_WHAT TO PRODUCE:_
Could the lines from the start of the data through the line with "target | white flower cluster" be set down exactly, with no pictures among them?

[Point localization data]
- - - - - - -

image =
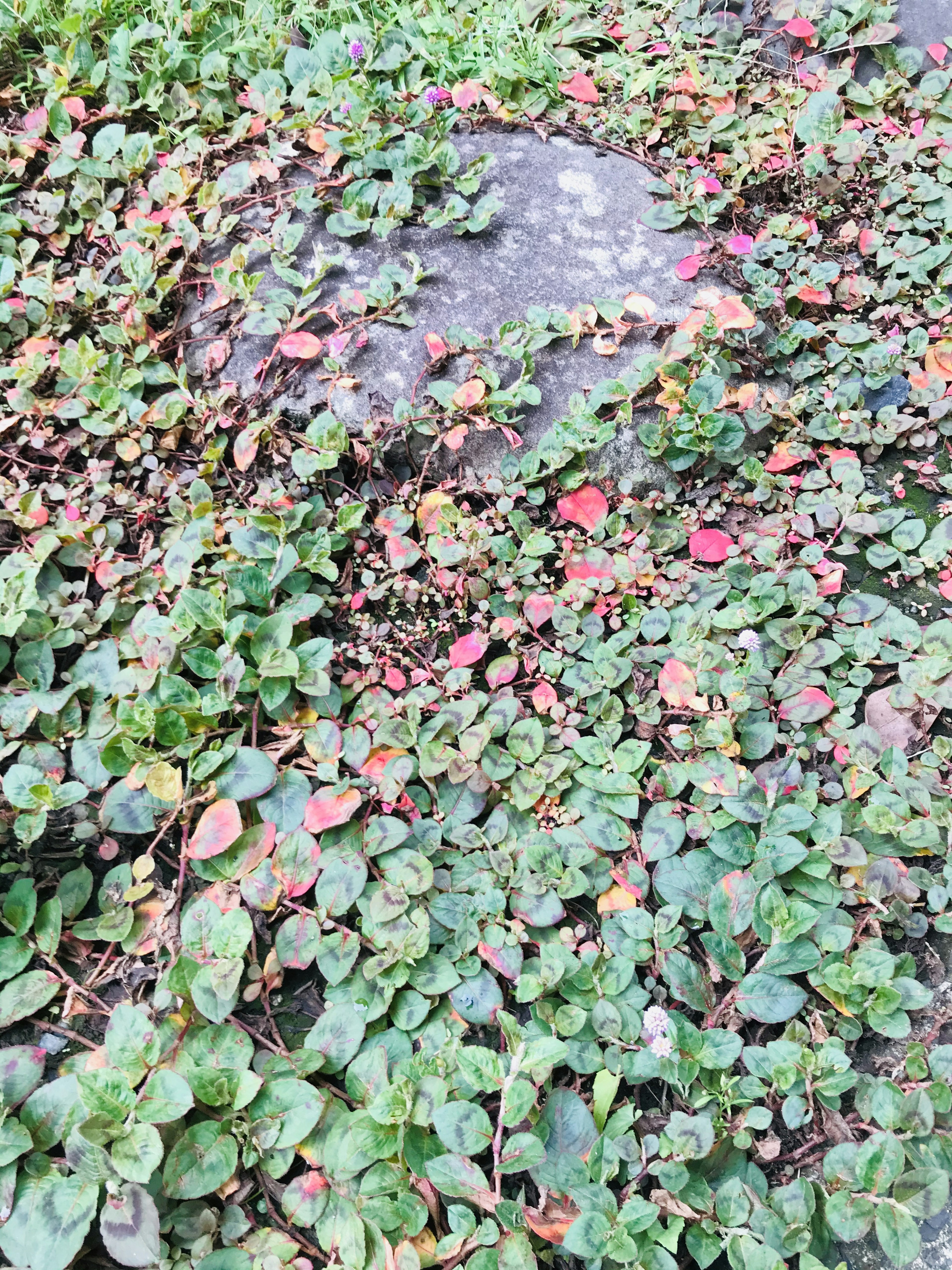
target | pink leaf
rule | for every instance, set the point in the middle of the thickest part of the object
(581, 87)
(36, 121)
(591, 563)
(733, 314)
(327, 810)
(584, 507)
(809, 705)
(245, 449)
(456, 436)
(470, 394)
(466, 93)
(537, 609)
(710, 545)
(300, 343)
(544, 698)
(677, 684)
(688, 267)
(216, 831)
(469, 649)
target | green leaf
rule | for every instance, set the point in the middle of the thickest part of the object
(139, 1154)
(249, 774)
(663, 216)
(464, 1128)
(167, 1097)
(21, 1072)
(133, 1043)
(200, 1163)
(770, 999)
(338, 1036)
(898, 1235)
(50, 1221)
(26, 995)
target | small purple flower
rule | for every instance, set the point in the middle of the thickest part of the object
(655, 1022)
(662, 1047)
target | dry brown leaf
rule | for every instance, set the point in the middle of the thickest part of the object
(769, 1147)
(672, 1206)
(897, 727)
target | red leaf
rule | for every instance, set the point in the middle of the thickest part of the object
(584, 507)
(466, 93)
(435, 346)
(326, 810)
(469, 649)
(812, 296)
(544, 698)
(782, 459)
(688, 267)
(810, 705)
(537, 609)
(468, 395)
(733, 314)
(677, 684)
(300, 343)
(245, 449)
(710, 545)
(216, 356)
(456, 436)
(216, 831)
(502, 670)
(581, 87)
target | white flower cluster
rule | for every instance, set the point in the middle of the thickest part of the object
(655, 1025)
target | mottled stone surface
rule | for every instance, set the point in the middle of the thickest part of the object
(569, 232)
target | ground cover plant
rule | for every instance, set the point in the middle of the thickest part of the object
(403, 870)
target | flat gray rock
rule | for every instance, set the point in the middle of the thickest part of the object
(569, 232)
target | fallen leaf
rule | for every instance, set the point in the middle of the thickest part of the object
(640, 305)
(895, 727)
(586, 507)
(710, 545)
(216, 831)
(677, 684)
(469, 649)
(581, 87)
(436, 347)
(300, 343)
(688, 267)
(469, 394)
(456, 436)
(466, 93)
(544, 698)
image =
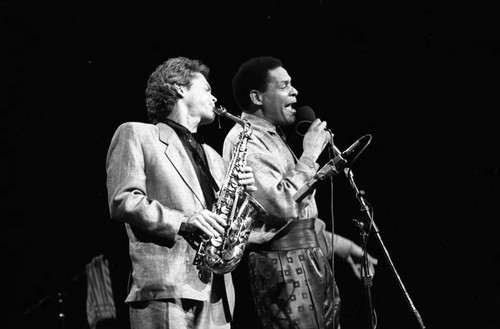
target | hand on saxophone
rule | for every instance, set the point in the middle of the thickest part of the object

- - - - - - -

_TASK RESPONSE:_
image =
target | pink leaf
rule | for every instance, set the point in the middle of the thickest part of the object
(581, 87)
(36, 121)
(591, 563)
(733, 314)
(327, 810)
(584, 507)
(809, 705)
(245, 449)
(456, 436)
(470, 394)
(466, 93)
(537, 609)
(710, 545)
(300, 343)
(544, 698)
(677, 684)
(688, 267)
(216, 831)
(469, 649)
target | green leaf
rule | for every instance, set the point in the middle of the thickest part of the object
(139, 1154)
(249, 774)
(663, 216)
(464, 1128)
(167, 1097)
(21, 1072)
(133, 1043)
(200, 1163)
(770, 999)
(338, 1036)
(898, 1235)
(50, 1221)
(26, 995)
target | small purple flower
rule | for every instance, set the point in the middle of the thickest part of the object
(655, 1022)
(662, 1047)
target | dry brown leaf
rule | for every instance, set the point in the middle of the thickest part of the object
(769, 1147)
(672, 1206)
(897, 727)
target | red leaf
rule | for every instance, set the point in the middle of the thickest part of the object
(584, 507)
(466, 93)
(435, 346)
(326, 810)
(469, 649)
(812, 296)
(544, 698)
(782, 459)
(688, 267)
(810, 705)
(537, 609)
(468, 395)
(733, 314)
(677, 684)
(300, 343)
(245, 449)
(710, 545)
(216, 356)
(456, 436)
(216, 831)
(502, 670)
(581, 87)
target | white flower cluster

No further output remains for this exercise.